*WHAT YOU ARE ASKED TO DO*
Return every one of the entries below unchanged, copying each line character for character.

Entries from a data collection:
..........

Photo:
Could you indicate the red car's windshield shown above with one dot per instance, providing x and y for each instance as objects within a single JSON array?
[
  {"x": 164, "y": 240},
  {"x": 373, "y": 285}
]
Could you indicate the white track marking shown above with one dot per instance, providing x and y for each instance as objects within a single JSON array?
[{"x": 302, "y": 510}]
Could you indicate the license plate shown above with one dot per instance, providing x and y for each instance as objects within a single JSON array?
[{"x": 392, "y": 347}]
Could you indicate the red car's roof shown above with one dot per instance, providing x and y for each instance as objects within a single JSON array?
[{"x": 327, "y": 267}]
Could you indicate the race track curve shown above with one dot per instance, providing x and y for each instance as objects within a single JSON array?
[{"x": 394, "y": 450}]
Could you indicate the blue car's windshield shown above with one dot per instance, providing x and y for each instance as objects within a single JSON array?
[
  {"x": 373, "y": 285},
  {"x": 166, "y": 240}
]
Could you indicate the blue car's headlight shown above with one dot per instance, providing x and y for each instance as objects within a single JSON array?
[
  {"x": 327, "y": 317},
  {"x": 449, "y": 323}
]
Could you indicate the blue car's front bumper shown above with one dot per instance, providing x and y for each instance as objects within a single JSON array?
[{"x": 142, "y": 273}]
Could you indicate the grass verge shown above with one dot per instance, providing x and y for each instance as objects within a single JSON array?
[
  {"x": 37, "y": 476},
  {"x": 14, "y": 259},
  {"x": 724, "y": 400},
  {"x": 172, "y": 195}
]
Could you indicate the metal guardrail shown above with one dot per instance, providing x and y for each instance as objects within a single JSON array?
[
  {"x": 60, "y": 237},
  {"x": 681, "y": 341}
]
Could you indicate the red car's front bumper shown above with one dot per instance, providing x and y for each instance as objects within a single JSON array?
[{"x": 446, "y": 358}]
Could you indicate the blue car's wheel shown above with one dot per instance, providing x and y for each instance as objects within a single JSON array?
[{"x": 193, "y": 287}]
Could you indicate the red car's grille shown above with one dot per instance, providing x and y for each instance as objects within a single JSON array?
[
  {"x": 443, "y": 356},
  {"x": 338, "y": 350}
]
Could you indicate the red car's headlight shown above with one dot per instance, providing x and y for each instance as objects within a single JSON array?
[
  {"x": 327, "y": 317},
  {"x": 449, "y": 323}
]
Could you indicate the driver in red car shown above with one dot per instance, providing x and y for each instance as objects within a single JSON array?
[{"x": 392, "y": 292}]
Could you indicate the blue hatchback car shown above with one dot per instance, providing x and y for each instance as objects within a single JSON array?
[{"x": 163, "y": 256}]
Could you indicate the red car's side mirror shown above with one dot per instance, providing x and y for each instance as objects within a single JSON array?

..........

*RESULT BELOW*
Photo:
Could you indicate the red car's windshield shown above with one dot per instance, providing x and y for each instance as objects within a single JSON array?
[
  {"x": 164, "y": 240},
  {"x": 373, "y": 285}
]
Could you indicate the white track marking shown above with one dot per instance, providing x and y for each instance as objects within a single JSON array?
[{"x": 302, "y": 510}]
Could you indicate the license plate shown above with one dot per instance, providing x and y for each instance as objects within a single JSON array?
[{"x": 392, "y": 347}]
Could you indicate the red car's roof shown above with one dot per instance, providing x and y for each instance as objects within a single JSON array?
[{"x": 327, "y": 267}]
Could you indicate the race track curve shown above with one dot per instance, providing x and y for each instance as objects within a single JSON array?
[{"x": 394, "y": 450}]
Could you indicate the blue car's windshield shown above with one dot per instance, providing x and y for each instance as objects within a single JSON array?
[
  {"x": 373, "y": 285},
  {"x": 166, "y": 240}
]
Could you indicate the blue car's headlight shown above with one dot per instance, providing x and y for each instance as objects within a single JSON array?
[
  {"x": 327, "y": 317},
  {"x": 449, "y": 323}
]
Could you indicate the blue car's front bumper shown above with one dot per instance, providing x and y for each instance as objects within a single JSON array?
[{"x": 142, "y": 273}]
Could you indicate the grass verge shown above with one dot per instance, providing x and y for each instance as objects within a single JSON array?
[
  {"x": 37, "y": 476},
  {"x": 14, "y": 259},
  {"x": 724, "y": 400},
  {"x": 172, "y": 195}
]
Could you indicate the metal guardrail shown above with one dot per instance, providing x and y for each instance as objects within a single JSON array?
[
  {"x": 60, "y": 237},
  {"x": 681, "y": 341}
]
Could you indicate the red car's front bumper shown above with one dot per instance, providing x and y for each instance as objects within a single JSON array?
[{"x": 446, "y": 358}]
Could you indicate the blue car's wheel shown above with one dot per instance, providing x and y for each instance as objects within a single JSON array?
[{"x": 193, "y": 287}]
Could you indicate the red car's grille shown above with one dot per instance, providing x and y for each instance as objects within a single JSON array?
[
  {"x": 443, "y": 356},
  {"x": 338, "y": 350}
]
Could you indicate the red car's headlight shown above with one dot per instance, providing x and y for each instance as objects within a single JSON array?
[
  {"x": 327, "y": 317},
  {"x": 449, "y": 323}
]
Could you indicate the driver in red car shown above with one dot per instance, providing x and y for each instance as objects within a single JSON array?
[{"x": 392, "y": 292}]
Could you indicate the blue hatchback car shown above with one dot per instance, providing x and y for each instance as objects within a single JSON array?
[{"x": 163, "y": 256}]
Could you indicate the red car's side mirror shown above with one dot per instance, providing x and y for each instance as objects within a single JSON array?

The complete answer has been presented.